**Article**
** BEGIN **

In this study, PEDOT: PSS and CNTs were selected to prepare TCFs using the spin coating method. Differently from the previous treatment of a single reagent, the two-step post-treatment of alcohol and acid was adopted here, so that the properties of the film, including conductivity, could be improved step by step. CNTs have many excellent properties, such as rigidity and conductivity. These properties have been used by many researchers. In addition, carbon is stable in nature. Therefore, based on their own excellent stability, CNTs are considered to enhance the stability of the overall electrodes containing PEDOT: PSS, so as to improve the lifetime of OLED devices. The conductivity, transmittance, roughness, and adhesion of spin-coated films were examined. The surface morphology, structure of films, and mechanism were also analyzed. Furthermore, OLEDs incorporating the films were assessed in terms of device performance with different CNT loadings, via measurements of the luminance, current density, external quantum efficiency, lifetime, and other properties. This research was mainly based on the development of OLEDs based on electrodes containing carbon materials, hoping to inspire the development of other fields [47,48,49,50,51].

** END **

**Data supplied**
** BEGIN **

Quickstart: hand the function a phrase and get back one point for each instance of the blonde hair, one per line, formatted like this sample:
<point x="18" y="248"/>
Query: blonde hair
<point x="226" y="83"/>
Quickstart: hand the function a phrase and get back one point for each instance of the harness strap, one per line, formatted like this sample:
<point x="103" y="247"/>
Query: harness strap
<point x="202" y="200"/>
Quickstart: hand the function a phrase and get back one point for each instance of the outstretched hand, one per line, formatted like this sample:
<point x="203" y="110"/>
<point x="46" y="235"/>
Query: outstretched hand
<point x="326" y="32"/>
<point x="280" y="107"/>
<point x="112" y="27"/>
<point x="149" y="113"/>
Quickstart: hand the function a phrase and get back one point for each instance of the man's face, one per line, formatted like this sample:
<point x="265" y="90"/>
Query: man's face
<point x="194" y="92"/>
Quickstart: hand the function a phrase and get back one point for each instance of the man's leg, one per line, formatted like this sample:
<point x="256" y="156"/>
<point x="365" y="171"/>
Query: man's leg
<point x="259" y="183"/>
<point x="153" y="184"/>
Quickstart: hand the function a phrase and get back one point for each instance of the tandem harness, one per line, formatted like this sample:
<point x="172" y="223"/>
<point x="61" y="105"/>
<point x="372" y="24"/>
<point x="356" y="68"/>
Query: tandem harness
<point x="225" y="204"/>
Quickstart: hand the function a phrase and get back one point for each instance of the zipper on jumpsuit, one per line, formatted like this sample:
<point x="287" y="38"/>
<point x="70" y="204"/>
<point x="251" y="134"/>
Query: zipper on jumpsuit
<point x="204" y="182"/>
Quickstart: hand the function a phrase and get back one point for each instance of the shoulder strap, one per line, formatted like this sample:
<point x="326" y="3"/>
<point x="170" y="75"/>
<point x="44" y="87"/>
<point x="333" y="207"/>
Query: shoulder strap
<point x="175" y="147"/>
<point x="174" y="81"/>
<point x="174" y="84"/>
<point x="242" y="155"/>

** END **

**Exercise task A**
According to the study passage, what method was used to prepare the transparent conductive films?
**Exercise task B**
Using the study passage, explain why CNTs are expected to improve the lifetime of OLED devices.

**Expected answer A**
The spin coating method.

**Expected answer B**
Carbon is stable in nature, so CNTs are considered to enhance the stability of the overall electrodes containing PEDOT: PSS because of their own excellent stability. This more stable electrode is expected to improve the lifetime of OLED devices.